Start of EXCERPTED TEXT
What are the common treatments for rosacea?

There is no permanent cure for rosacea. There is nothing you can do to prevent rosacea from starting. However, treatments can ease the symptoms. The treatments used may vary, depending on what symptoms develop. Treatment may need to be adjusted over time depending on your response to treatments, and if you develop different symptoms.

General measures

Avoid strong sunlight to the face. Sunlight is thought to make symptoms worse. Use a sunblock cream on the face, with a high protection factor (30 or higher and with ultraviolet A (UVA) and ultraviolet B (UVB) protection). It is difficult to say what is strong sunlight. Therefore, many doctors would advise that you apply sunblock every day before you go out, whatever the level of sunshine. A wide-brimmed hat will also help to protect your face from the sun.

If you have dry skin, you can try a hypoallergenic, non-perfumed and non-greasy moisturising cream. Also, you should generally avoid using any steroid creams (unless advised by your doctor) or other abrasive creams on your face. Men may also find that using an electric razor rather than shaving with a blade helps their symptoms.

Treatment for facial flushing

There is no medicine that can prevent or stop flushing. However, some people find that certain things aggravate the skin and trigger flushing or make the flushing worse. The most common things reported that may trigger the skin to flush are: extremes of temperature (in particular, excessive heat), alcoholic drinks, strenuous exercise, stressful situations, sunlight, spicy food, hot drinks. If any of these seem to trigger bouts of flushing, or make the flushing worse, then avoiding them is sensible.
End of EXCERPTED TEXT
# ACTIVITY
Write the next part of the rosacea treatment text, starting after its last sentence on avoiding flushing triggers.
Start of MATERIAL SHOWN
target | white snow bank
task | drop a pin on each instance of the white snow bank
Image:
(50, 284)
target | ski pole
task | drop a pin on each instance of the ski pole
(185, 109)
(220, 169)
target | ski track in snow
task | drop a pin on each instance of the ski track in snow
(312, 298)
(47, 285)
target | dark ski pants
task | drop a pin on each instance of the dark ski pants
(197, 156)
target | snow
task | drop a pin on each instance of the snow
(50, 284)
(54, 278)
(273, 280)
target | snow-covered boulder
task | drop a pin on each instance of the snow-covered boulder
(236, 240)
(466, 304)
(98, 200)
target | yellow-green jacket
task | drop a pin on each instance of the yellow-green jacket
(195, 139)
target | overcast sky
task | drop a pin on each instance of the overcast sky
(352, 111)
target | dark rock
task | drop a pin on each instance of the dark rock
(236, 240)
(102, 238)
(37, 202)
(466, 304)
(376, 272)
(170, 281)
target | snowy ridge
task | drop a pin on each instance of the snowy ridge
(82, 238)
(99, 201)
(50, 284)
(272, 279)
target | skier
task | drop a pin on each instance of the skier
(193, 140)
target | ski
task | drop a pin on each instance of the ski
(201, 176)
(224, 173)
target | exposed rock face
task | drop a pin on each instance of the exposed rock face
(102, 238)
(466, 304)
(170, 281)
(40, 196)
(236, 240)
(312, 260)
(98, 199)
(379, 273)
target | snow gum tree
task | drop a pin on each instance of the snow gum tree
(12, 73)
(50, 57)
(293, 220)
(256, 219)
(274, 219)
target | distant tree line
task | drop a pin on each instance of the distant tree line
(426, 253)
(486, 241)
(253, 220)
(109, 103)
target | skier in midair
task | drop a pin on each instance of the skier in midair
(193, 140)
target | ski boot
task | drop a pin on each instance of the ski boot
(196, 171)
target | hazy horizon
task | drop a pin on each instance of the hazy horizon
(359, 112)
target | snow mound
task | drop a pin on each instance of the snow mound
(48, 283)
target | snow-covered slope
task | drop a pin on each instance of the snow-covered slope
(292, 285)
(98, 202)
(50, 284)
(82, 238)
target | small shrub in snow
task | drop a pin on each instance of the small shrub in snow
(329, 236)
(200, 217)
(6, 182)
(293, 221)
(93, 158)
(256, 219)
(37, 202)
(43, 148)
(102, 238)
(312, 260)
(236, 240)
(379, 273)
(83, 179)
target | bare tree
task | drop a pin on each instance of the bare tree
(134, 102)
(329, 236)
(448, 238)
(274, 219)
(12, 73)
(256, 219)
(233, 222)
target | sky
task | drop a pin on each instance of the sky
End of MATERIAL SHOWN
# WRITTEN ANSWER
Some medicines used for other conditions may also trigger flushing - for example, calcium-channel blockers. If you suspect that a medicine is making the flushing worse, then discuss this with your doctor. An alternative medicine may be available.

Treatment for facial redness (erythema) and telangiectasia (tiny blood vessels)

There is little evidence that medication has any effect on clearing erythema or telangiectasia. However, a treatment for spots (listed below) may be advised to prevent spots from developing if you have persistent erythema.

Also, people with erythema often have sensitive skin which can make erythema worse. Therefore, it is best to avoid using anything that may sensitise the skin. For example, cleansers containing acetone or alcohol, abrasive or exfoliant preparations, oil-based or waterproof make-up, perfumed sunblocks, or those containing insect repellents.

Camouflage creams can help to cover and conceal erythema and telangiectasia. (The British Red Cross provides cosmetic camouflage clinics free of charge - see address below.)

Another option which is becoming more popular is light or laser therapy. Briefly, a laser or very bright light of a certain wavelength can destroy tiny blood vessels under the skin but without damaging the nearby tissue. This can remove telangiectasia and improve erythema. Your doctor or skin specialist will advise if this is an option for you.

Treatment for spots and cysts (papules and pustules)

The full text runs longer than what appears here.